## DIRECTIONS FOR THIS TASK
What lines in the entries hold the string "image"? List them.

EXTRACTED INFORMATION: Begin

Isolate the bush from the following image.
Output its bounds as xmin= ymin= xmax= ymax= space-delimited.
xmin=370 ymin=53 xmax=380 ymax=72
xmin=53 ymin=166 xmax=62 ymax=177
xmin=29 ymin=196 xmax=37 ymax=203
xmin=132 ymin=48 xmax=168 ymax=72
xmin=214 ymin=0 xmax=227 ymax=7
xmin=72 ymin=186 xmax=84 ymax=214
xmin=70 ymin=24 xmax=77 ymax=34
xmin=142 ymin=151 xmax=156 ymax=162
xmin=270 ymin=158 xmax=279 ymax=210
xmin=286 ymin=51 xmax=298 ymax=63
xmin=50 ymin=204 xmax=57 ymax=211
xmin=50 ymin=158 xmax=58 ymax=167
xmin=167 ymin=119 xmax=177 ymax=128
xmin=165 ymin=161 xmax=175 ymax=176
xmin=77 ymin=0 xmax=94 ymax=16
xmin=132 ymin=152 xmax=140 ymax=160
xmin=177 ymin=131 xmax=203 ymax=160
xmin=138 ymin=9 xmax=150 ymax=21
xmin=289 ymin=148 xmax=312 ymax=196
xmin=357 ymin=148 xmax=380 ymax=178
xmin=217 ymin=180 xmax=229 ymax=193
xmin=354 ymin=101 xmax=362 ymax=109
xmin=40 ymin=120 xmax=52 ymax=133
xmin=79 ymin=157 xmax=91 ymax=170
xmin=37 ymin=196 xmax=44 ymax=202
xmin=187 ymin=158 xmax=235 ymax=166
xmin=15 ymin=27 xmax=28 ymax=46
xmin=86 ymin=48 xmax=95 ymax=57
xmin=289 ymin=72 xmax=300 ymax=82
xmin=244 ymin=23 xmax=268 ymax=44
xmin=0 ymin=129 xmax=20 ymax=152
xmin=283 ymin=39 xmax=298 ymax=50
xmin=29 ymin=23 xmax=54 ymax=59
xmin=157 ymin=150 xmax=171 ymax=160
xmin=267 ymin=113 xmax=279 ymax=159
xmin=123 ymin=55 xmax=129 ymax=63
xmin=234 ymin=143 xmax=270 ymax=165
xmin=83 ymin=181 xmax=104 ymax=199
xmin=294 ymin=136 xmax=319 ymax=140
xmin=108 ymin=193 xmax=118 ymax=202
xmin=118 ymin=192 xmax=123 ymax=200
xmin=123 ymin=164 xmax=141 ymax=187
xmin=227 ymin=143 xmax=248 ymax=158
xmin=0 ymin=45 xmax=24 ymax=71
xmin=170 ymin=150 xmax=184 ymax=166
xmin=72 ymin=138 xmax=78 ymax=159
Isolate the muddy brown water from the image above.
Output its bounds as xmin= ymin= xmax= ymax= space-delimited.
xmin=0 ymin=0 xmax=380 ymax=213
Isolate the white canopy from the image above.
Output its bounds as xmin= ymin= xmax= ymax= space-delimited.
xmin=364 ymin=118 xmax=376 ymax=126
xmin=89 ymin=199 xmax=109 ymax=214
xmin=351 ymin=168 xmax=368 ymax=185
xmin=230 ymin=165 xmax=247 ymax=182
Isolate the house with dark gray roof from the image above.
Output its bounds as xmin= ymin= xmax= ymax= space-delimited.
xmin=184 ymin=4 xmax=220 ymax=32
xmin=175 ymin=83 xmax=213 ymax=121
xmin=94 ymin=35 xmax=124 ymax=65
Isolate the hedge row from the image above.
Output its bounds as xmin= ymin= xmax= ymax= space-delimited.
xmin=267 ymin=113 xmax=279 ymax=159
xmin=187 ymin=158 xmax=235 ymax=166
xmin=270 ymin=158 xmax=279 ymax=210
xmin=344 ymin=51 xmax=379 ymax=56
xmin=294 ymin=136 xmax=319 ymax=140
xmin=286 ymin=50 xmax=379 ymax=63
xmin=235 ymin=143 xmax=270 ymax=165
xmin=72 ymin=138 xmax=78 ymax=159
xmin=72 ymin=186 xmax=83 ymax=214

EXTRACTED INFORMATION: End

## THE ANSWER
Isolate the bush from the following image.
Isolate the muddy brown water from the image above.
Isolate the white canopy from the image above.
Isolate the house with dark gray roof from the image above.
Isolate the hedge row from the image above.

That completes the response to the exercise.